### OBJETIVO 1
Explica, según el fragmento sobre los talleres de teatro, por qué Juan Camilo ve el teatro como una alternativa. Responde en una a tres oraciones.

Juan Camilo recalca, con orgullo, el cambio que han tenido los niños y niñas después de estar en los talleres. La primera vez que llegó al barrio, había maltrato físico y verbal entre ellos; pero después de los talleres, han cambiado su lenguaje por palabras más amorosas y menos violentas. Y con el teatro ha sido posible ese cambio.

“Nosotros miramos el teatro como esa iniciativa que contribuye a la paz, al esclarecimiento de verdades, de afianzar relaciones, confianzas, de ilustrar valores y derechos. El teatro es una alternativa para decir lo que de pronto con las palabras no podemos. Cómo mi cuerpo refleja escenarios, vivencias, situaciones que en mi casa, en mi colegio, en mi municipio, en mi país están sucediendo”, detalla Juan Camilo.

Y más que enseñarles cada ocho días las habilidades del teatro o hablarles sobre derechos humanos y convivencia, el joven líder siente que ha aprendido de ellos, sobre todo a ser más responsable con las acciones y las palabras.

“Me hubiera gustado que estos procesos de formación hubieran llegado cuando yo era niño o a muchos conocidos míos, amigos de la infancia, que pueden encontrarse ahora en filas de grupos armados, perdidos en el alcohol, en la drogadicción, la delincuencia, la ilegalidad”, se lamenta Juan Camilo. “Tal vez, con estos espacios, las cosas serían diferentes. Estos niños me han enseñado que vale la pena soñar y que la paz la podemos construir día a día, a través de lo que hacemos o lo que decimos”.

### REGISTROS DE LA TAREA

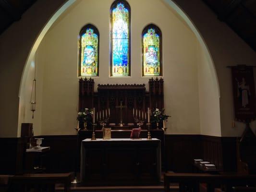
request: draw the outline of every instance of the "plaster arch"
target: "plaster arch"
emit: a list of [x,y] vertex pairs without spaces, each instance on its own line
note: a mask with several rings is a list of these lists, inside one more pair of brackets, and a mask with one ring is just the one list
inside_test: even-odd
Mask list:
[[[168,5],[169,5],[169,6],[173,10],[175,10],[176,13],[184,21],[186,24],[189,26],[189,27],[193,31],[195,35],[196,36],[197,39],[200,43],[200,46],[201,46],[203,50],[204,53],[206,55],[207,60],[208,61],[208,67],[210,68],[210,71],[211,72],[211,78],[212,79],[212,82],[213,82],[213,89],[216,91],[216,93],[217,93],[217,96],[219,97],[219,88],[218,82],[218,79],[217,75],[217,72],[215,68],[214,64],[213,63],[213,60],[209,53],[205,41],[204,40],[202,36],[201,36],[199,31],[193,24],[191,20],[189,19],[189,17],[183,11],[183,10],[182,10],[182,9],[180,7],[179,7],[176,4],[173,2],[171,0],[162,0],[164,1]],[[68,0],[66,1],[66,2],[51,17],[50,19],[43,27],[42,30],[40,32],[38,37],[37,38],[35,43],[34,44],[32,48],[31,48],[28,57],[27,57],[27,60],[24,65],[24,70],[22,73],[19,92],[20,103],[22,103],[23,102],[22,101],[22,96],[23,94],[24,94],[24,87],[26,79],[27,78],[27,73],[28,72],[28,71],[29,70],[30,67],[31,66],[31,63],[33,63],[33,58],[35,58],[35,54],[36,53],[36,51],[40,44],[41,41],[44,37],[48,30],[49,29],[51,25],[53,24],[57,20],[57,19],[63,12],[64,12],[68,8],[70,7],[73,3],[75,3],[76,1],[77,1],[77,0]],[[20,110],[19,110],[18,125],[20,125],[22,121],[21,119],[22,115],[21,114],[21,111],[20,111]],[[219,116],[219,119],[220,119],[220,114],[219,114],[218,116]],[[218,128],[219,129],[219,130],[220,130],[220,125],[219,127]],[[18,136],[19,136],[19,133],[20,132],[20,125],[18,125],[17,132]]]

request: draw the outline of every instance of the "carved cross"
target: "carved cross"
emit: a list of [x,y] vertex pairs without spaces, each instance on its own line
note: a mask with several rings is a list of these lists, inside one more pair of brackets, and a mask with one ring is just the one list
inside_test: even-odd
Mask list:
[[122,101],[120,101],[120,105],[116,106],[116,108],[120,108],[120,126],[123,126],[122,124],[122,108],[126,108],[127,106],[122,105]]

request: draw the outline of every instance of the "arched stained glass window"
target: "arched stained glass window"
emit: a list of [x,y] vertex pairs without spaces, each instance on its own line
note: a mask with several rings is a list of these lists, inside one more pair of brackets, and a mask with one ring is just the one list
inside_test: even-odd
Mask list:
[[131,8],[125,0],[112,4],[110,24],[110,76],[130,76]]
[[98,76],[99,34],[91,24],[79,34],[79,76]]
[[142,32],[142,76],[162,76],[162,33],[153,24]]

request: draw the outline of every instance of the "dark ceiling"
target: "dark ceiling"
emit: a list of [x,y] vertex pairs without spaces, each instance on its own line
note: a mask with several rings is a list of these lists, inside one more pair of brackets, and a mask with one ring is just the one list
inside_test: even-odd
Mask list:
[[0,34],[12,23],[18,21],[23,13],[37,0],[0,0]]
[[[256,51],[256,0],[202,0]],[[0,34],[37,0],[0,0]]]
[[202,0],[256,51],[256,0]]

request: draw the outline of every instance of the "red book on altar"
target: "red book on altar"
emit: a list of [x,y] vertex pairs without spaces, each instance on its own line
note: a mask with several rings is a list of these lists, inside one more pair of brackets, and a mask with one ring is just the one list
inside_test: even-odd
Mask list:
[[131,133],[131,139],[139,139],[141,128],[133,129]]

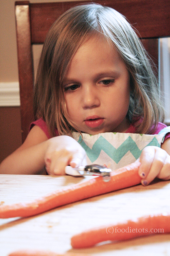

### OBJETIVO 2
Enumera todas las líneas de los registros que contienen la cadena "ceiling". Se distinguen mayúsculas y minúsculas.

### RESPUESTA ESPERADA 1
Juan Camilo ve el teatro como una alternativa porque permite decir lo que quizá no se puede expresar con palabras. A través del cuerpo se reflejan escenarios, vivencias y situaciones que están sucediendo en la casa, el colegio, el municipio y el país.

### RESPUESTA ESPERADA 2
request: draw the outline of every instance of the "dark ceiling"
target: "dark ceiling"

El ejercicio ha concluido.